(Data extracts begins)
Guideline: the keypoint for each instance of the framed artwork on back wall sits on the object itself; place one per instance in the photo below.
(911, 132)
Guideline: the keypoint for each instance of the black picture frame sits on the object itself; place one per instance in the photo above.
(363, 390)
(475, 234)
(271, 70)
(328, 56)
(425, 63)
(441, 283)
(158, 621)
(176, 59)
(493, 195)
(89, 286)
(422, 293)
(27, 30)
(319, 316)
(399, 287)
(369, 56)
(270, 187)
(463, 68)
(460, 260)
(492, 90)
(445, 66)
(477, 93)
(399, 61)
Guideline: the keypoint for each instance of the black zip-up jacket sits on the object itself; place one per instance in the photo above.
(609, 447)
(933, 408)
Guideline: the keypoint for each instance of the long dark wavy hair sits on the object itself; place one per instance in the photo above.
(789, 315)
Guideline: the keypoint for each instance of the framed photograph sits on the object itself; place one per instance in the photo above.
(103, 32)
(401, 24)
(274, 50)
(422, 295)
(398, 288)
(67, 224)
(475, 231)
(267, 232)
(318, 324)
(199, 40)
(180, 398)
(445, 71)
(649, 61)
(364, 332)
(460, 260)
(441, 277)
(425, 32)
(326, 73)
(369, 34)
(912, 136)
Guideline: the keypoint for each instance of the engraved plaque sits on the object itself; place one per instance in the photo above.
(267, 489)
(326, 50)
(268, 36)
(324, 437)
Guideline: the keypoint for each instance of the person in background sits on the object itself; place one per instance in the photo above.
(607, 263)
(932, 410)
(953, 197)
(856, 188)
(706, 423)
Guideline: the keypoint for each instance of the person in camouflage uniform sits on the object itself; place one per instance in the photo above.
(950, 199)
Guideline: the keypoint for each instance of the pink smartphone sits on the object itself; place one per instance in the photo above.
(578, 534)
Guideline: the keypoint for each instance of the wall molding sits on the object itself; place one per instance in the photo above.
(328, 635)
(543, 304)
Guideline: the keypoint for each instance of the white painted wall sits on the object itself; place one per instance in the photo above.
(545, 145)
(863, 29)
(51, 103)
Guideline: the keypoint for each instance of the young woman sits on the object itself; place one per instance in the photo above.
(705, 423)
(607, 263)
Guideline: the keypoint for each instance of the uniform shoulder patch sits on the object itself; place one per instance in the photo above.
(Data extracts ends)
Copy out every entry, keeping each line exactly as it is.

• **Answer to this task**
Guideline: the keypoint for each instance of the framed artwork on back wall sits on the object itself; place one per instance in the photo below.
(911, 132)
Guideline: the keypoint for each instance of the black picture frame sits on the object itself; place one per instance in the photo above.
(363, 390)
(475, 234)
(271, 70)
(328, 56)
(425, 63)
(441, 283)
(158, 621)
(176, 59)
(493, 195)
(89, 286)
(422, 293)
(27, 30)
(319, 316)
(399, 287)
(369, 56)
(270, 187)
(463, 68)
(460, 260)
(492, 90)
(445, 66)
(477, 93)
(399, 61)
Guideline: the keypoint for each instance of the black zip-up jacket sits on the object itself; place one per instance in the photo above.
(609, 447)
(933, 408)
Guideline: the keypoint for each instance of the long dark wavy hair sits on the object itself; place one per instance in the photo above.
(789, 315)
Guideline: the keypoint for each instance of the framed photograph sits on the object itself; place one per instance in the photo above.
(103, 32)
(401, 24)
(274, 50)
(422, 295)
(398, 288)
(67, 224)
(475, 231)
(267, 232)
(318, 324)
(199, 40)
(180, 398)
(445, 71)
(649, 61)
(364, 332)
(460, 260)
(441, 277)
(425, 32)
(326, 73)
(369, 34)
(912, 136)
Guideline: the keypoint for each instance of the engraved plaque sits on the object itself; place one per instance in the photo above.
(267, 489)
(326, 50)
(268, 36)
(324, 437)
Guideline: the keypoint for each instance of the person in background sits on the object itself; place one per instance in the photo above.
(607, 263)
(932, 410)
(953, 197)
(856, 188)
(706, 423)
Guideline: the keypoint for each instance of the person in camouflage uniform sits on the object itself; place one per instance in the photo above.
(950, 199)
Guideline: the keypoint for each instance of the pink smartphone sits on the object itself; place one per instance in the photo above.
(578, 534)
Guideline: the keypoint for each instance of the wall molding sits on the object itself; place one per instance in the photo above.
(328, 635)
(543, 304)
Guideline: the keypoint for each instance of the white painted wall sits on the object itself; place one per instance in the photo above.
(545, 145)
(863, 29)
(51, 103)
Guideline: the keypoint for each instance of the young woman sits on the object itself; place one per instance in the photo above.
(705, 423)
(607, 263)
Guideline: the keypoint for each instance of the uniform shoulder patch sits on the object itself; place one per instance in the photo above.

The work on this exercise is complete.